--- START OF Document text ---

BACKGROUND
FIG. 1 illustrates a prior art switching power supply with output current sensing as disclosed in U.S. Pat. No. 6,683,441. The system of FIG. 1 includes a controller 20 that generates switching control signals SC1 and SC2 to drive switch circuits 10 and 12, thereby controlling the amount of power delivered to the load 22 through inductors 14 and 16. Additional circuitry would typically be included to sense the output voltage VOUT so the controller can modulate the switch signals to maintain a constant output voltage regardless of the amount of current consumed by the load. The sensed output voltage is usually combined with an input signal to generate an error signal that is applied to the controller for closed-loop control of the output. Additional components such as capacitors would typically also be added for filtering the output voltage.
The system of FIG. 1 also includes a current sensing circuit 18 to generate a signal VCS that provides a measure of the total combined output current delivered to the load. The current sense signal may be used in numerous ways. For example, it may be used to provide over-current shutdown, it may be used to implement current-mode regulation, or it may be combined with voltage feedback to establish a droop impedance for adaptive voltage positioning (AVP) control schemes.
The system of FIG. 1 is known as a multi-phase switching power supply because the power components including the switches and inductors are repeated to produce multiple output currents that are summed together to provide the total output current. This increases the amount of current available from the power supply, but also increases the complexity of the controller and sensing circuits.
BRIEF DESCRIPTION OF THE DRAWINGS
FIG. 1 illustrates a prior art multi-phase switching power supply.
FIG. 2 illustrates an embodiment of a switching power supply control system according to the inventive principles of this patent disclosure.
FIG. 3 illustrates another embodiment of a switching power supply control system according to the inventive principles of this patent disclosure.
FIG. 4 illustrates an example embodiment of a switching power supply control system according to the inventive principles of this patent disclosure.
FIG. 5 illustrates an example embodiment of a feedback network according to the inventive principles of this patent disclosure.
FIG. 6 illustrates a generalized embodiment of a switching power supply control system according to the inventive principles of this patent disclosure.
FIG. 7 illustrates example waveforms of signals for the embodiment of FIG. 6.
FIG. 8 illustrates another example embodiment according to the inventive principles of this patent disclosure.
FIGS. 9 and 10 illustrate example waveforms for embodiment of FIG. 8.
DETAILED DESCRIPTION
FIG. 2 illustrates an embodiment of a switching power supply control system according to the inventive principles of this patent disclosure. The embodiment of FIG. 2 includes a controller 24 that may generate any number of first switching control signals SC1, SC2, etc., that are intended to control switches in a switching power supply. In this example, the number of first signals is one, but the inventive principles of this patent disclosure apply to a controller having any number of switching control signals. Logic 26 uses the first switching control signals to generate a greater number of second switching control signals SCA, SCB, etc. In this example, there are two second signals. Thus, the embodiment of FIG. 2 may allow a controller that is designed for a certain number of phases to control even more phases in a switching power supply.

--- END OF Document text ---
--- START OF Supplied data ---

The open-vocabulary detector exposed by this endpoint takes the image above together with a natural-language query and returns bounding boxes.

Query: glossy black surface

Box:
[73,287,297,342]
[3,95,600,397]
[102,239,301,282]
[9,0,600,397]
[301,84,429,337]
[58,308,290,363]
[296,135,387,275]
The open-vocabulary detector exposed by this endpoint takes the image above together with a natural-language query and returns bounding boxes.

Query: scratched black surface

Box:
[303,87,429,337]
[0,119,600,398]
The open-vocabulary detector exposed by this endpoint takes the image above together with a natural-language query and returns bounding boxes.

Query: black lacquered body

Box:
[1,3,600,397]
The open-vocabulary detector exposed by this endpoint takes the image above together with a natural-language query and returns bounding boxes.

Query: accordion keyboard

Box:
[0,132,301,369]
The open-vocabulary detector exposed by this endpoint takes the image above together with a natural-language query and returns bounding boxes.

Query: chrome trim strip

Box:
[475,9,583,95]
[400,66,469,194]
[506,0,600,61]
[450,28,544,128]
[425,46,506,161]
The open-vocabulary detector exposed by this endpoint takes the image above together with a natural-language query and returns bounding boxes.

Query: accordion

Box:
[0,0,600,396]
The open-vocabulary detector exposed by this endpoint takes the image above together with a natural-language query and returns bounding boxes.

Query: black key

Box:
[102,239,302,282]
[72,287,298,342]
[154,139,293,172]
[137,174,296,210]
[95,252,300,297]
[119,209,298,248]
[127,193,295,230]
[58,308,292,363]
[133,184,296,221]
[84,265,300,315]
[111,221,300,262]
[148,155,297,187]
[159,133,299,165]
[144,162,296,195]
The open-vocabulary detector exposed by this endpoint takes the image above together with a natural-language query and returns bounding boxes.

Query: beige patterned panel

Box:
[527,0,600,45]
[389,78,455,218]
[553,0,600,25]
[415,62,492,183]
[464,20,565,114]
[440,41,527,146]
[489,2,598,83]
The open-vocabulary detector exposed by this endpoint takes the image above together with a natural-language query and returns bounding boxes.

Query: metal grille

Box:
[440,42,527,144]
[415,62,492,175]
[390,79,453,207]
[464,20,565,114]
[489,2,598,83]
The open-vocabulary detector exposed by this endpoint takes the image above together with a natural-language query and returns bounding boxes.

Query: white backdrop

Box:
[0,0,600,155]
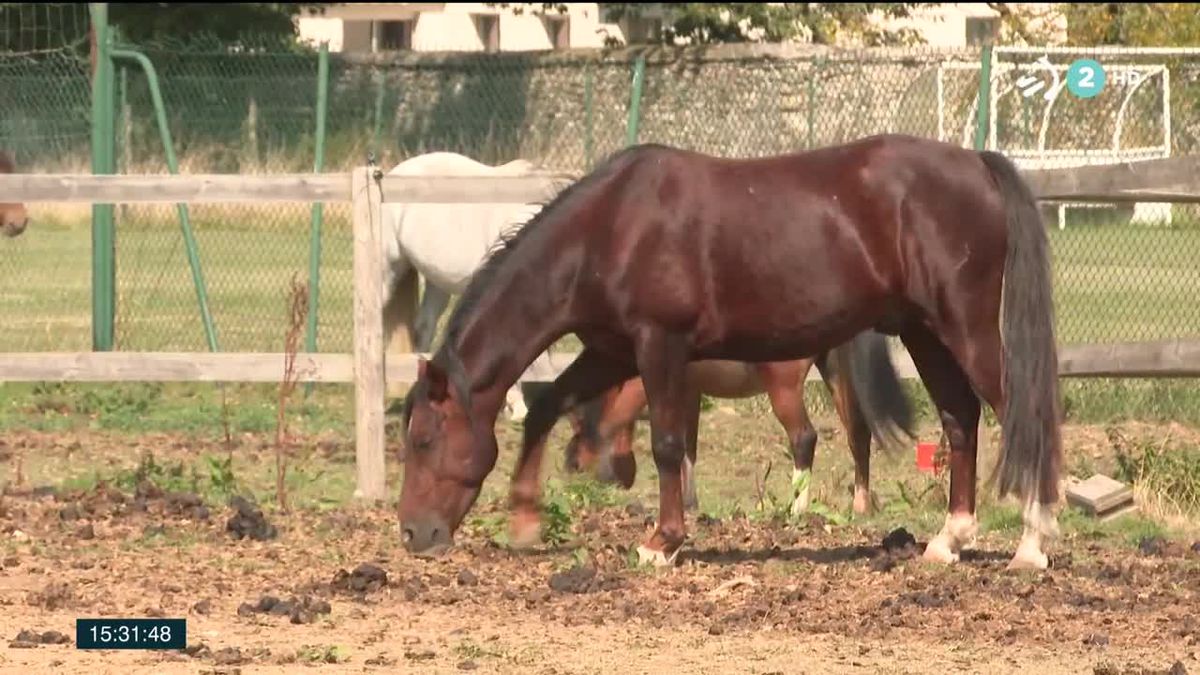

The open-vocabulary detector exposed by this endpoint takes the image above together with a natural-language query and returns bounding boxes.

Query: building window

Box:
[472,14,500,52]
[620,17,662,44]
[966,17,1000,47]
[376,19,416,52]
[541,17,571,49]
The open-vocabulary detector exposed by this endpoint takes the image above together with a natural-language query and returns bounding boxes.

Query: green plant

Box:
[204,455,240,501]
[1109,429,1200,514]
[113,453,200,492]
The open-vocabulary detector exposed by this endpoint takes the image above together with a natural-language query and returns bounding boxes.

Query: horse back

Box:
[571,136,1004,360]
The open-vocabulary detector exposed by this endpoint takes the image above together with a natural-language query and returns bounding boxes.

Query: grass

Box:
[0,211,1200,552]
[7,204,1200,351]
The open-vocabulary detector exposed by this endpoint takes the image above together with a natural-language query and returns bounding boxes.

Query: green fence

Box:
[0,35,1200,415]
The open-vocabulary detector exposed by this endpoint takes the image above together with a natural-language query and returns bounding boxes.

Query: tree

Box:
[1062,2,1200,47]
[488,2,935,46]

--- END OF Supplied data ---

■ Problems and tasks
a - In the power supply patent text, what are all the uses given for the current sense signal?
b - Which lines of the listing contain the string "surface"? Show each of them.
The listing has no connection to the power supply patent text.

■ Final answers
a -
- Over-current shutdown
- Implementing current-mode regulation
- Combining it with voltage feedback to establish a droop impedance for adaptive voltage positioning (AVP) control schemes

b -
Query: glossy black surface
Query: scratched black surface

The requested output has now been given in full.